• _Ausgangstext_
....
Baumaschinen : Marke Eigenbau
Sie sind Spezialisten. Und das findet auch in den eingesetzten Maschinen seinen Niederschlag. Eigenbau statt Serienprodukte heißt im Spezialtiefbau oft das Motto. Fast jedes Unternehmen setzt Geräte ein, die in den eigenen Werkstätten konstruiert und gefertigt wurden. Nicht weil gespart werden muss, sondern weil in diesem Bereich oft außergewöhnliche Anforderungen an die Maschinen gestellt werden und sich dafür keine optimales Serienprodukt findet. So erzählt Roland Woboril, Leiter der im Spezialtiefbau tätigen Felbermayr-Niederlassung in Stams: „Da es am Markt nichts gab, das unseren Anforderungen hundertprozentig entsprochen hätte, haben wir mehrere Bohrlafetten selbst gebaut.“
Ein Stolz des Hauses Felbermayr ist beispielsweise ein 32-Meter-Kran von Palfinger mit einer Anbaulafette. Mit diesem in Österreich einzigartigen Gerät lassen sich Bohrarbeiten an Wänden und Hängen präzise und sicher vom festen Boden ausführen. Das erspart abenteuerliche und vor allem zeitraubende Kletterpartien für Mann und Maschine. Konstruiert und gebaut haben dieses Unikat Daniel Hammerle und Josef Regensburger von der Stamser Felbermayr-Niederlassung mit ihren Kollegen und mit Experten von Palfinger. Die gesamte Arbeit konnte sogar zu interessanten Kosten abgewickelt werden: „Unterm Strich sind wir günstiger weggekommen als bei einem Marktprodukt und die Maschine kann mehr“, meint Daniel Hammerle zufrieden.
....
• _Bereitgestelltes Material_

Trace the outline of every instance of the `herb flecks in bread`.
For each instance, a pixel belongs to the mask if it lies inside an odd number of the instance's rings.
....
• _Worum es geht_
Übertragen Sie diesen Satz aus dem Text über selbstgebaute Baumaschinen ins Englische: „Mit diesem in Österreich einzigartigen Gerät lassen sich Bohrarbeiten an Wänden und Hängen präzise und sicher vom festen Boden ausführen.“

• _Richtige Lösung_
With this machine, which is unique in Austria, drilling work on walls and slopes can be carried out precisely and safely from solid ground.